To unravel this problem, we will use the district court case numbers so the crimes can be kept in order. Spain's plea agreement with the State covered all four separate criminal cases for crimes committed between 2010 and 2014. Spain entered pleas of no contest to the following:
• 2013CR875 to three counts of felony possession with intent to distribute methamphetamine;
• 2013CR882 to one count of felony manufacture of methamphetamine, one count of felony possession with intent to distribute methamphetamine, and one count of felony possession without tax stamp;
• 2013CR908 to a single felony count of possession of stolen property; and
• 2014CR67 to three felony counts of theft and three misdemeanor counts of theft.
And the State agreed to dismiss the remaining 17 charges and to recommend a total prison term of 162 months with concurrent sentences in all cases and all counts. Spain waived her right to appeal her sentence and acknowledged that if she did successfully challenge her sentence, the State was free to reinstate any dismissed charges.
At Spain's plea hearing, the district court called the four cases together but addressed each case separately. The court first took up 2013CR875 and explained to Spain her sentence could range between 14 and 51 months for each count of possession with intent to distribute, depending on her criminal history score. Spain entered pleas of no contest to each of the three counts of possession with intent to distribute methamphetamine, a severity level 3 nonperson felony. The district court accepted her pleas and found her guilty of each count.

Stored data entries:

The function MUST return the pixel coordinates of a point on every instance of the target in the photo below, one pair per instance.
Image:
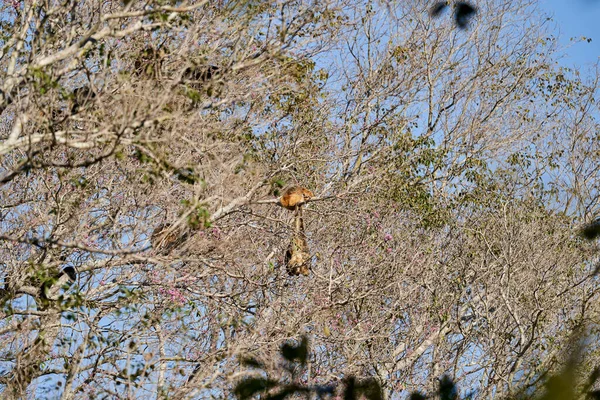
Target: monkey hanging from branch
(297, 257)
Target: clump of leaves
(463, 12)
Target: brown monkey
(295, 196)
(297, 257)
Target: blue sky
(576, 18)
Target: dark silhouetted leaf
(438, 8)
(251, 386)
(296, 353)
(448, 389)
(463, 14)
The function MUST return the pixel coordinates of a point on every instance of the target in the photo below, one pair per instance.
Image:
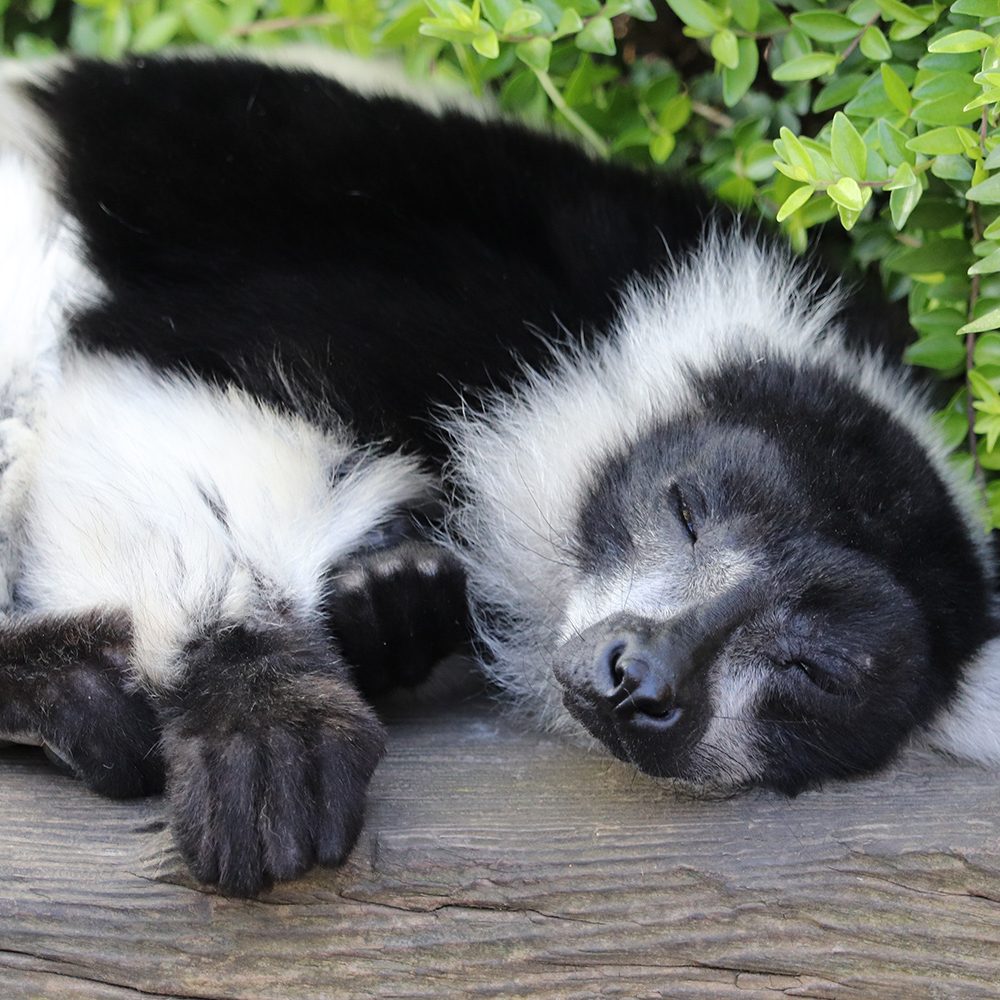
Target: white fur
(124, 489)
(191, 506)
(527, 460)
(23, 129)
(374, 78)
(970, 727)
(42, 280)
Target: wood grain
(502, 863)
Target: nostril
(644, 690)
(611, 662)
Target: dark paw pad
(396, 612)
(263, 793)
(67, 684)
(103, 733)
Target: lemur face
(758, 603)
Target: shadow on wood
(497, 862)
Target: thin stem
(714, 115)
(600, 146)
(857, 38)
(970, 338)
(287, 23)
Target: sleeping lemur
(251, 313)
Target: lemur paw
(66, 683)
(267, 774)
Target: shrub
(877, 113)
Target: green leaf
(896, 10)
(938, 322)
(521, 20)
(725, 48)
(850, 155)
(953, 426)
(535, 53)
(987, 350)
(838, 91)
(806, 67)
(940, 141)
(661, 147)
(936, 256)
(736, 82)
(989, 264)
(698, 14)
(597, 36)
(988, 425)
(825, 26)
(977, 8)
(675, 113)
(874, 45)
(486, 42)
(952, 168)
(942, 352)
(988, 321)
(114, 34)
(906, 191)
(790, 148)
(746, 13)
(156, 32)
(847, 193)
(641, 10)
(986, 193)
(794, 202)
(569, 23)
(893, 143)
(497, 11)
(206, 21)
(895, 89)
(984, 392)
(961, 41)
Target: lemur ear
(970, 726)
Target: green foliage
(881, 114)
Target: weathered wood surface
(502, 863)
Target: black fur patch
(396, 612)
(297, 221)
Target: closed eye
(683, 512)
(815, 674)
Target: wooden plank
(497, 862)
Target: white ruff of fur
(526, 463)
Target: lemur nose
(640, 678)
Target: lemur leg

Requirement 1: In the passage on Spain's plea agreement, what total prison term did the State agree to recommend?
Requirement 2: Transcribe part of the passage on Spain's plea agreement. Begin at the words "And the State" and stop after "of each count.".

Full solution 1: A total prison term of 162 months, with concurrent sentences in all cases and all counts.

Full solution 2:
And the State agreed to dismiss the remaining 17 charges and to recommend a total prison term of 162 months with concurrent sentences in all cases and all counts. Spain waived her right to appeal her sentence and acknowledged that if she did successfully challenge her sentence, the State was free to reinstate any dismissed charges.
At Spain's plea hearing, the district court called the four cases together but addressed each case separately. The court first took up 2013CR875 and explained to Spain her sentence could range between 14 and 51 months for each count of possession with intent to distribute, depending on her criminal history score. Spain entered pleas of no contest to each of the three counts of possession with intent to distribute methamphetamine, a severity level 3 nonperson felony. The district court accepted her pleas and found her guilty of each count.